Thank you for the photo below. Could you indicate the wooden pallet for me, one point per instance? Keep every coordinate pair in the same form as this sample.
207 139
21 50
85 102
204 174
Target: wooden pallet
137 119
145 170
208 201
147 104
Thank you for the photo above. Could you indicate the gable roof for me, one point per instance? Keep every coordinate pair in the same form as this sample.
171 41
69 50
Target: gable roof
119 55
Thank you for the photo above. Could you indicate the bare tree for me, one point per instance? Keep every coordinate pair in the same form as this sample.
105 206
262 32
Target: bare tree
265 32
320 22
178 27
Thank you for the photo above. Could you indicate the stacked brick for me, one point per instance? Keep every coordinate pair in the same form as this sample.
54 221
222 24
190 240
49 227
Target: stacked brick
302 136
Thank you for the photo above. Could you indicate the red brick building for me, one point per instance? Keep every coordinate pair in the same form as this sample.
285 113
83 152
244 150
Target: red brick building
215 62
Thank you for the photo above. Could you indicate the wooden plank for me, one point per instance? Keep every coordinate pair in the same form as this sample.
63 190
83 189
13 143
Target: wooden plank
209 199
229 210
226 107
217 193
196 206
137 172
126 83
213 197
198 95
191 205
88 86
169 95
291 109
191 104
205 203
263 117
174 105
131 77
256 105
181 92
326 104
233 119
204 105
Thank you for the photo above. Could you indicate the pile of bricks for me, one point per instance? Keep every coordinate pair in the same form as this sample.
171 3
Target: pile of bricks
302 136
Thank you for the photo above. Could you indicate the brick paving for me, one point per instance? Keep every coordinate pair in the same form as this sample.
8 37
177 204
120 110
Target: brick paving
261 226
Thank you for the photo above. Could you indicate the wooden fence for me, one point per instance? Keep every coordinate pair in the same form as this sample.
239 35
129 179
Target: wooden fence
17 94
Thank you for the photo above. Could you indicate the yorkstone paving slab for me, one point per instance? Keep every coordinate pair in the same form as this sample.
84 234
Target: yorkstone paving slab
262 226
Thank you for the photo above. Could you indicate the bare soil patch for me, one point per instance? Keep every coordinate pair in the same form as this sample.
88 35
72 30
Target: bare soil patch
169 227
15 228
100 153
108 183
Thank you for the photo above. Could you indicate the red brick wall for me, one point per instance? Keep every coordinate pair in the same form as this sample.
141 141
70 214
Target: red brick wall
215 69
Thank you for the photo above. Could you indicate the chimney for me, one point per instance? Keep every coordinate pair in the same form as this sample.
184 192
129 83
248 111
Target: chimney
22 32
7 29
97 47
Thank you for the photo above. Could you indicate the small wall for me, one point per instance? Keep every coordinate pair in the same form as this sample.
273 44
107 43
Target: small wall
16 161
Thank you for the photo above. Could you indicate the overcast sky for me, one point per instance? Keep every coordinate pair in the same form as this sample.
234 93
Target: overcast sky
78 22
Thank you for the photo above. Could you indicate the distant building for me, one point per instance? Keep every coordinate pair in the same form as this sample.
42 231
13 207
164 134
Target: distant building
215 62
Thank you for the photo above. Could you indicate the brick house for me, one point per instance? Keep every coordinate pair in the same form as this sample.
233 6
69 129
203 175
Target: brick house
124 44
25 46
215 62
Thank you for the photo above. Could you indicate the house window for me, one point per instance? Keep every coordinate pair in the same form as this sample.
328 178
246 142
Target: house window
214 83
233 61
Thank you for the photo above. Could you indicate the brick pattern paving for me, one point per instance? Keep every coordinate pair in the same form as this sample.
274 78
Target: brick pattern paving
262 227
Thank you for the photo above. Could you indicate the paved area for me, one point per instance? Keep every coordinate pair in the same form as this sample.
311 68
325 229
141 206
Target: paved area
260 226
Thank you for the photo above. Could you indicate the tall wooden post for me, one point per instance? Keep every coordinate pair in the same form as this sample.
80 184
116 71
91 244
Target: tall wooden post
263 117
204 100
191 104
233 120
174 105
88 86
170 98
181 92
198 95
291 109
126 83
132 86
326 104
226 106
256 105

------------------------------------

What is being asked
Restate the whole listing exactly.

Expected output
Thank you for the photo below. Could you indicate the wooden pallet for me, one point per instance? Keep every coordinate pair in the same form as this sample.
207 139
21 50
85 102
204 174
Target: wooden pallet
137 119
145 170
208 201
147 104
Thank you for the photo above. Could you indicate the gable roof for me, one point per instance? Keep every coordinate pair in the same form as this sample.
171 41
69 50
Target: gable roof
119 55
Thank you for the photo above. Could you indicate the bare tree for me, one point per instance? Keep every coordinate pair in the same form as this sample.
105 206
262 32
Target: bare tree
265 32
320 22
178 27
Thank you for the photo above. Could you indicate the stacked brick for me, one point per instance? Keep every coordinate pair in the same form as this sample.
54 221
222 24
190 240
49 227
Target: stacked brick
302 136
Thank you for the photo above. Could you indicate the red brick building for me, one point per instance? Keep every coordinate pair in the same form as this sample.
285 113
83 152
244 150
Target: red brick building
215 62
Thank you for the photo above. Could you indicate the wooden plank for me, one point per instance? Keep every coordinate pair in the same form as this sample.
63 190
83 189
13 143
Target: wooden plank
209 199
229 210
226 107
217 193
196 206
137 172
126 83
213 197
198 95
191 205
88 86
169 95
291 109
191 104
205 203
263 117
174 105
131 77
256 105
181 92
326 104
233 119
204 105
Thank you for the photo above. Could you indicate the pile of bricks for me, one point per instance? Keep every coordinate pair in the same form as this sample.
171 3
Target: pile of bricks
302 136
Thank you for the photo above. Could you indicate the brick paving for me, one point per instance? Keep every coordinate pair in the same form as this sample.
8 37
177 204
120 110
Target: brick paving
261 226
Thank you for the photo above. Could you indicate the wooden fence for me, one point per instance? Keep every coordinate pair in the same form as this sample.
239 35
129 179
Target: wooden fence
17 94
Thank you for the photo above. Could you indicate the yorkstone paving slab for me, one point per instance? Keep every coordinate pair in the same form as this sample.
84 234
Target: yorkstone paving slab
262 226
Thank you for the photo above. Could you indicate the bare soil patch for me, one point per instance? Keep every coordinate pair in the same form as this sample.
88 35
72 30
Target: bare soil patch
169 227
15 228
100 153
108 183
Thank you for the photo above. Could you indicate the red brick wall for me, one point per instance? Keep every coordinate pair in the same form as this sample.
141 141
70 214
Target: red brick wall
215 69
Thank you for the photo above. Could you indicate the chimney for me, one point per instance? Keep every coordinate pair in the same form as this sample.
184 192
129 83
248 111
Target: chimney
22 32
7 29
97 47
Thank you for the photo above. Could you indicate the small wall for me, one point per instance? Keep every coordinate pair in the same form as this sample.
273 44
107 43
Target: small wall
16 161
Thank you for the photo above. Could you indicate the overcast sky for me, one point per instance? Keep every coordinate pair in the same form as this sample.
234 93
Target: overcast sky
78 22
Thank you for the photo above. Could you indicate the distant building for me, one point per instance? Keep every coordinate pair in the same form as this sample.
42 231
13 207
164 134
Target: distant building
215 62
Thank you for the photo above. Could you indicate the brick house for me, one point per instance? Keep every coordinate pair in the same form as this sample.
233 6
69 129
203 175
Target: brick house
124 44
25 46
215 62
Thank you for the photo above. Could you indicate the house window for me, one point per instance? Keep every coordinate pair in the same form as this sample.
328 178
246 142
Target: house window
214 83
233 61
Thank you for the photo above. Could you indicate the brick pattern paving for me, one point per instance? Keep every coordinate pair in the same form as this sample.
274 78
Target: brick pattern paving
262 227
Thank you for the photo above. Could you indicate the paved area for me, one point per instance? Keep every coordinate pair in the same form as this sample.
311 68
325 229
141 206
Target: paved area
260 226
Thank you for the photo above. Could you indicate the tall wooden post for me, one point per instance? Keep every coordinate pair in the same form as this sample.
80 184
116 71
91 244
Target: tall wooden post
263 117
204 100
191 104
233 120
174 105
88 86
170 98
181 92
198 95
291 109
126 83
132 86
326 104
226 106
256 105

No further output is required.